• _Sayfa Alıntısı_:
Annen karşılık bekleyerek mi emzirdi seni?.. Baban, onca çilelere katlanıp hayata hazırladı, bedel istedi mi?... Sevmek; anaçlıktı… Sevmek; baba gibi kudretli olmaktı… Karşılık ha?.. “Karşılık” ve “seviyorum” kelimelerini yan yana kullanabiliyorsun ya, pes doğrusu!... Vallahi pes!.. Sen anlamaya çalıştın da o anlamadı, öyle mi?... Sen onu hiç anlamamışsın, biliyor musun?.. Anlasaydın, beni anlamadı şikayeti çıkmazdı senden!... Anlamak; onunla o olmak, onunla onun halini yaşamaktır… Sen hiç anlamamışsın, Cancağızım!...
Şimdi anladın mı neden, konuya girişte <“SENİ SEVİYORUM” DİYENLERİN %99,99 U, “SENİN BENİ SEVMENİ İSTİYORUM” BEKLENTİSİNE “SENİ SEVİYORUM” KILIFI GEÇİRMEKTELER!...> iddiamın sebebini?... Anladın mı?... - Peki ama senin anlattığın tarzda, sevilme beklentisi olmadan sevenler kimler?.. Hemen şakk diye “AŞIKLAR” deme bana, olur mu?... Kutsileştirilen aşk ilişkisinde beklentinin, sahipliğin, anlayış istemenin dik alası vardır!… Onun için döne döne tüketirler, acıta acıta yakarlar birbirlerini senelerce… Sonra da hazin bir sonla ayrılır, giderler… Ben aşk demiyorum… Aşk; SEVGİ kelimesi yanında Everest’e nispetle minik bir tepecik bile değil… - Peki kim var böyle seven?... Tarihte tek kişi var, ben başkasını henüz okumadım görmedim… Onun temsil ettiği makam da tek… SIDDİKİYET timsali HZ. EBUBEKİR… Başka SEVEN tanımıyorum ben…. Bak nasıl sevmiş, özet olarak nakledeyim sana:
- Ebubekir, ben yeni bir din tebliğ ediyorum ne dersin?...

• _Verilen Görev 1_: Aşağıdaki kayıtlarda "shape [[323, 181]]." geçen satırdan "[[85, 189]]" geçen satıra kadar, iki uç da dahil olmak üzere, satırları istekleriyle birlikte yeniden yaz ve yalnızca bu satırları ver. Cevaplardaki koordinatları 0,2 ile çarpıp buçukları yukarı yuvarlayarak tam sayıya çevir; isteklerdeki sayılara ve biçim örneklerine dokunma.

• _Kayıt Alıntıları_:
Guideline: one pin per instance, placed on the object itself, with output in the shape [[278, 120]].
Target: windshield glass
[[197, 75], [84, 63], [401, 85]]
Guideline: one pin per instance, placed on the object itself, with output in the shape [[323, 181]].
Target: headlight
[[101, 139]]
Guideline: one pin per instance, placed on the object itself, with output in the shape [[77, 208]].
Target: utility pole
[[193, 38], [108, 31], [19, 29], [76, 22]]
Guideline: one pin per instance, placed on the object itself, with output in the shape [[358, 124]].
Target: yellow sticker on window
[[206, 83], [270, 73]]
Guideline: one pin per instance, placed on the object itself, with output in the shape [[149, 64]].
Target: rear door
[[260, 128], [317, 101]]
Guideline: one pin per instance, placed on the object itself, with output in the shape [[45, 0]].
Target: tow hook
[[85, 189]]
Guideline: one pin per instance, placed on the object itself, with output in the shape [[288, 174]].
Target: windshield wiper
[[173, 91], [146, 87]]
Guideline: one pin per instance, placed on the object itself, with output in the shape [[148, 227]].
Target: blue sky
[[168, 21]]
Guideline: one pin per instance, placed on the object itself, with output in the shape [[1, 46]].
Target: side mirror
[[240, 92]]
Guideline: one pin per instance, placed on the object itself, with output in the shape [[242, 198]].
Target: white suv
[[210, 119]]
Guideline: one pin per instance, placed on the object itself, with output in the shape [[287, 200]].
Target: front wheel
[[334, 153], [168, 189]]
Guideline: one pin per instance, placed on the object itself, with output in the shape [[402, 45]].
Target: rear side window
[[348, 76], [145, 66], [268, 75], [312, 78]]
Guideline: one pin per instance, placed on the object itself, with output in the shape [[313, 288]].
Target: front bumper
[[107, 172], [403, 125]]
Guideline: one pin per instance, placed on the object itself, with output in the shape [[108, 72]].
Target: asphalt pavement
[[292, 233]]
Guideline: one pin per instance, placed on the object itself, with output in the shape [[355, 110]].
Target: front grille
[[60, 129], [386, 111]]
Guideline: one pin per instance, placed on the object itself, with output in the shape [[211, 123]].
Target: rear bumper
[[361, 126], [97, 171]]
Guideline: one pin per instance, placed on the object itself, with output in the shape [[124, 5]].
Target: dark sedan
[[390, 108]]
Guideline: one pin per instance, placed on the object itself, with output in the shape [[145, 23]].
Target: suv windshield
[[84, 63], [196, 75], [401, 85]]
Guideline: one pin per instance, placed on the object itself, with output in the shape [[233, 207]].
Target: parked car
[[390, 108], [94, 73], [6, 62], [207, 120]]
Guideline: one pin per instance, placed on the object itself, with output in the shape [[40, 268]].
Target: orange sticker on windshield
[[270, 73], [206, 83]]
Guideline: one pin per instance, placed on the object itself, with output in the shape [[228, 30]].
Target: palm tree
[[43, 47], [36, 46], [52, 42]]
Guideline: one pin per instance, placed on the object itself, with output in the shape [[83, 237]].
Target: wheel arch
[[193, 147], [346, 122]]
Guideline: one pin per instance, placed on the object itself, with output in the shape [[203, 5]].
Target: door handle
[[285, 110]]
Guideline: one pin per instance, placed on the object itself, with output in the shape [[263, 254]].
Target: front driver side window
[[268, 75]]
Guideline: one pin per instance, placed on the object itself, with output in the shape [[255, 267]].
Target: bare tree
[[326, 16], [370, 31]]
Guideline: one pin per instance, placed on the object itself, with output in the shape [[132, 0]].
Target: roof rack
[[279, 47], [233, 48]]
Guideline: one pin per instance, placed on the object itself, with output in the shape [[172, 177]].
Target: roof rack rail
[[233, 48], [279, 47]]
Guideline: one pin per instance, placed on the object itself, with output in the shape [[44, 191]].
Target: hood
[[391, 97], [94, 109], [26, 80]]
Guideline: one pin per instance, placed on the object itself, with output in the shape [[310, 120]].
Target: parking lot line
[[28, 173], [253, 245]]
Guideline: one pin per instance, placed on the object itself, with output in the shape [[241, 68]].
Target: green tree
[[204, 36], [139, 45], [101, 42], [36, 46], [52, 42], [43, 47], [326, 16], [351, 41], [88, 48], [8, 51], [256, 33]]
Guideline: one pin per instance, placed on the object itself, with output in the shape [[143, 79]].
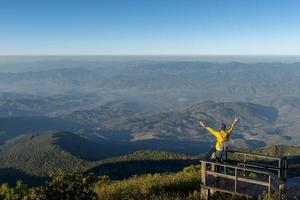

• _Verilen Görev 2_: Lütfen karşılıksız sevgiyi anlatan yazıyı kaldığı yerden devam ettir.

• _Çıktı 1_:
Guideline: one pin per instance, placed on the object itself, with output in the shape [[323, 181]].
Target: headlight
[[20, 28]]
Guideline: one pin per instance, placed on the object itself, with output in the shape [[77, 208]].
Target: utility pole
[[39, 8], [22, 6], [4, 6], [15, 4]]
Guideline: one pin per instance, placed on the object itself, with output in the shape [[358, 124]].
Target: yellow sticker on window
[[41, 17], [54, 15]]
Guideline: one pin per instance, placed on the object itself, with output in the shape [[149, 64]].
Target: rear door
[[52, 26], [63, 20]]
Guideline: one pin per instance, placed on the object itself, with output in the shape [[45, 0]].
Target: tow hook
[[17, 38]]

• _Çıktı 2_:
- İman ettim Ya Rasulallah!
(Sormamış nedir o diye… Seven sevdiğine soru sormaz çünkü)
- Ebubekir, filan yerde Bilal’e işkence ediliyor, zulmediyor efendisi, çok acı çekiyor…
- Bilal’i, efendisine para verip satın aldım, azat ettim Ya Rasülallah… Bilal işte yanında…
(Seven, sevdiğinin talebini daha o dile dökmeden duyar ve de yerine getirir çünkü)
- Ebubekir, kızın Aişe’yi kendime nikahlamak isterim…
- Kızım senindir Ya Rasülallah…
(Seven için verilemeyecek şey yoktur çünkü)
- Ebubekir, savaşa çıkacağız mal lazım, para lazım…
- Malımın tamamı burada Ya Rasülallah…
- Ailene ne bıraktın Ebubekir?..
- Allah ve Rasülünün sevgisini bıraktım Ya Rasülallah..
(Seven, geridekilere ne kalır diye düşünmez… Başkaları kavramı yoktur ki sevenin nezdinde başkaları için kaygılansın…)
- Ebubekir, ümmetimin çoğu yanacak cehennemde, helake koşuyor insanlar…
- “Rabbim gövdemi öyle büyüt öyle büyüt ki, benden başkası sığmasın cehenneme, kimse yanmasın…”
(Seven, tek noktada her noktayı sevmiş, teklikte çokluğu derlemiştir çünkü)………
Böyle sevebilir miyiz dersin?...
Bana soruyorsun şimdi değil mi, sen bizleri seviyor musun, diye...
Benim ağzımı açacak mecalim yok Dostlarım…
Ya siz beni seviyor musun desem sizlere…
Cevap vermeyin, bence siz de susun… Başınızaa iş almayın olur mu?...
Henüz çok erken
çok.
çok..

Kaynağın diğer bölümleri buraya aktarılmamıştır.